> _Document extract_
— begin —

I started doing small drawings and watercolour studies of various water-plant forms during late last year. Arrival at these sequential paintings demanded more than a logical awareness from me. These images are aggregate deposits of memory and observance. The word ‘alluvial’ itself conjures up a homage to the fluidity of water and the detritus or particles of memory. The residue breathe in and breathe out memories. Alluvium could contain valuable remnants, ores and variety of gemstones. Also, sediments may transform into gems overtime under immense pressure. 

The ecology changes in our face now. Uncultivated fields, other wasted resources and numerous examples of mismanagement are evident every where around. Even though I am concerned with green issues at some levels, I don’t think my works are their direct representations.

R K: Watercolour suits to enhance the content and concept of your Alluvium paintings. Was it a conscious choice to work with watercolour?

— end —

> _Instructions_
**A.** Answer these questions from the Alluvium interview:
(i) What did the artist start making during late last year?
(ii) What could alluvium contain?
(iii) What does the artist say is evident everywhere around?
**B.** Write out the Alluvium interview from "The ecology changes" up to and including "work with watercolour?", swapping "green issues" for "environmental issues".
**C.** Extend the Alluvium interview past its final line.

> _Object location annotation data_
— begin —

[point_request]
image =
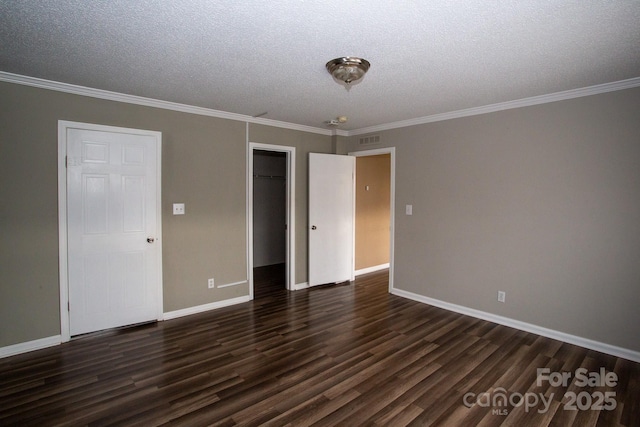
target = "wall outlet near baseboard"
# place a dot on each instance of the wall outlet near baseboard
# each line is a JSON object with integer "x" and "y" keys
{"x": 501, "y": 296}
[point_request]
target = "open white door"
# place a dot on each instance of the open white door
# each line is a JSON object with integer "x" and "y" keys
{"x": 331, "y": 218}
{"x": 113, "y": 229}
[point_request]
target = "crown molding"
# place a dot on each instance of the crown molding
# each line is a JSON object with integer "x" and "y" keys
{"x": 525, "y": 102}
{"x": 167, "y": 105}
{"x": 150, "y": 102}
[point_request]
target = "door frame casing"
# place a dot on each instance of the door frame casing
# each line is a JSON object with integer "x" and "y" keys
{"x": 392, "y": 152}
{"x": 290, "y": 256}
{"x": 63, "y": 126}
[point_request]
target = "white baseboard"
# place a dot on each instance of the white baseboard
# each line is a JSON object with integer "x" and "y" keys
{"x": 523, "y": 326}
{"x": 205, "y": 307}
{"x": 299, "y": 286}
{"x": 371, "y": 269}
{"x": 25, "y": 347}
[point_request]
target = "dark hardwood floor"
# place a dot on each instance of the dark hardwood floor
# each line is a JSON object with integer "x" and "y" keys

— end —
— begin —

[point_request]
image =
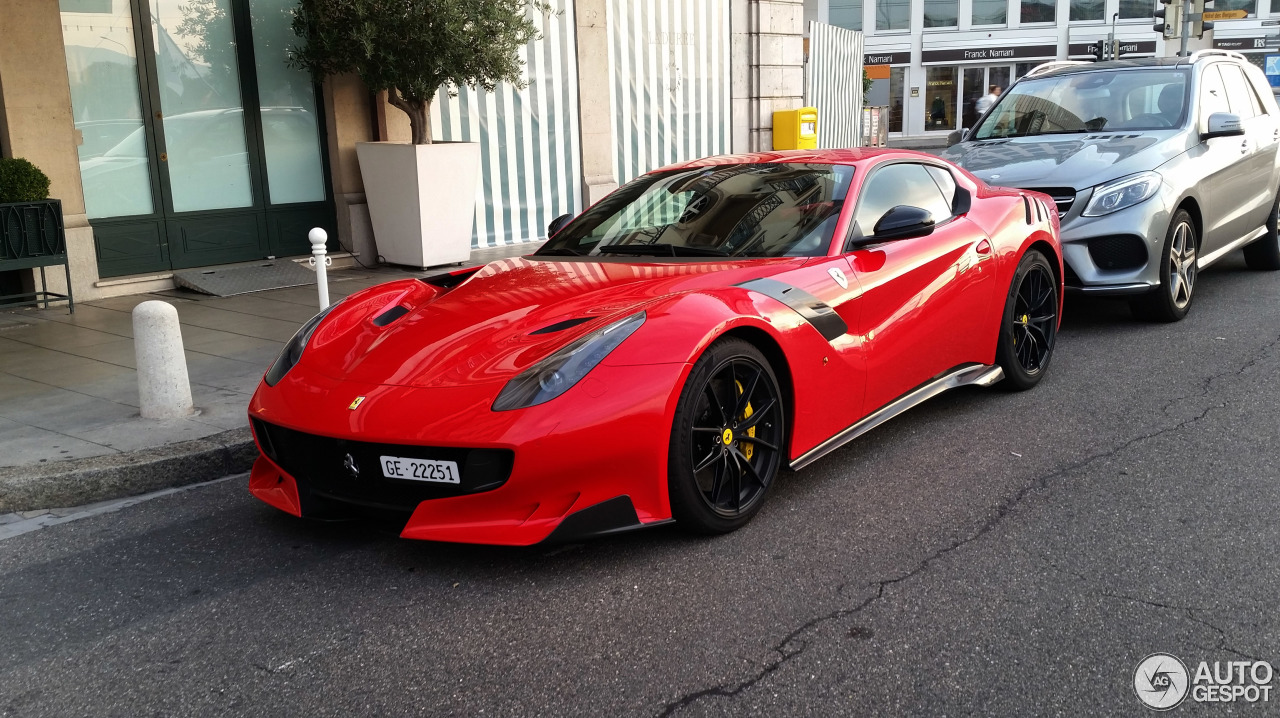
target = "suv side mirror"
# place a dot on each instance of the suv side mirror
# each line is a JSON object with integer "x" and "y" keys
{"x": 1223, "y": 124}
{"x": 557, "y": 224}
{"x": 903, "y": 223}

— end —
— begin —

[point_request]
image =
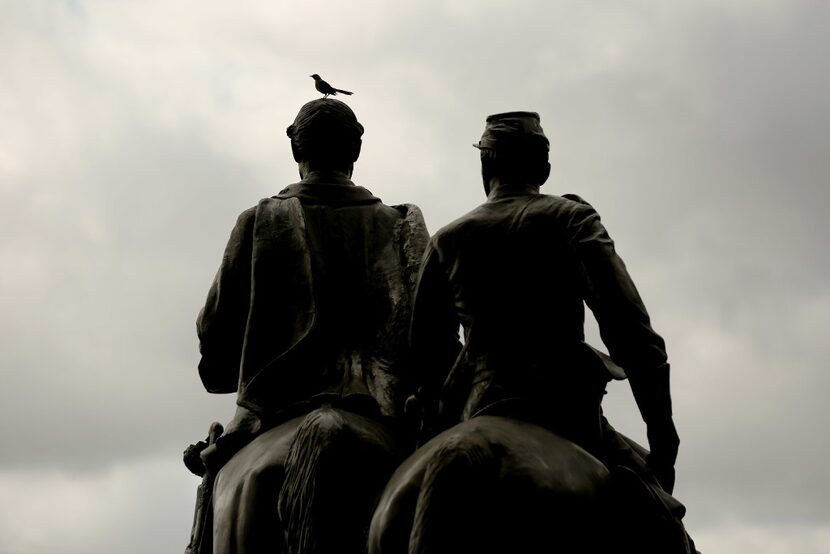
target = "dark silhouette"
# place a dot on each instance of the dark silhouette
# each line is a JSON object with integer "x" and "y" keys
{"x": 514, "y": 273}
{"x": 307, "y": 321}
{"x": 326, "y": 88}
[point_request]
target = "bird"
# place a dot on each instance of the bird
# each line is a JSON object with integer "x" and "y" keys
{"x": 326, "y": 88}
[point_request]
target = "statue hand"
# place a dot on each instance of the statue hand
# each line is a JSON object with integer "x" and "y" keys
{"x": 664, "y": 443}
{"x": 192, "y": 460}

— end —

> _Per-task answers_
**A.**
(i) Small drawings and watercolour studies of various water-plant forms.
(ii) Valuable remnants, ores and a variety of gemstones.
(iii) Uncultivated fields, other wasted resources and numerous examples of mismanagement.

**B.**
The ecology changes in our face now. Uncultivated fields, other wasted resources and numerous examples of mismanagement are evident every where around. Even though I am concerned with environmental issues at some levels, I don’t think my works are their direct representations.

R K: Watercolour suits to enhance the content and concept of your Alluvium paintings. Was it a conscious choice to work with watercolour?

**C.**
S V: Two years ago when I started working in Kochi, I was yearning for a radical shift both in the content and in my way of working. Remember Rajan, I came to your studio and we discussed art in general and various mediums in specific. I had been working in opaque medium before; mostly oils and some acrylics. After my arrival here, I wanted to start working and I did not have a large enough space to set a formal studio up. So I started on small papers and those were miniature size images of mundane objects in watercolour. The result was very encouraging. From the feedback I realized that the essence of those rusty objects was communicated well. By that time I painted hundreds of miniature chairs and then moved to various forms like bags and other everyday articles. I became really inspired to keep on working with the water medium. When the observance and thought process evolved further, I did the studies on the water plants and other elements from the landscape around. It was evident that these fluid and earthy subjects work very well in watercolour. So, one thing lead to another and the ‘Alluvium’ paintings were born. In a way the content was choosing the medium, and I was just letting it happen.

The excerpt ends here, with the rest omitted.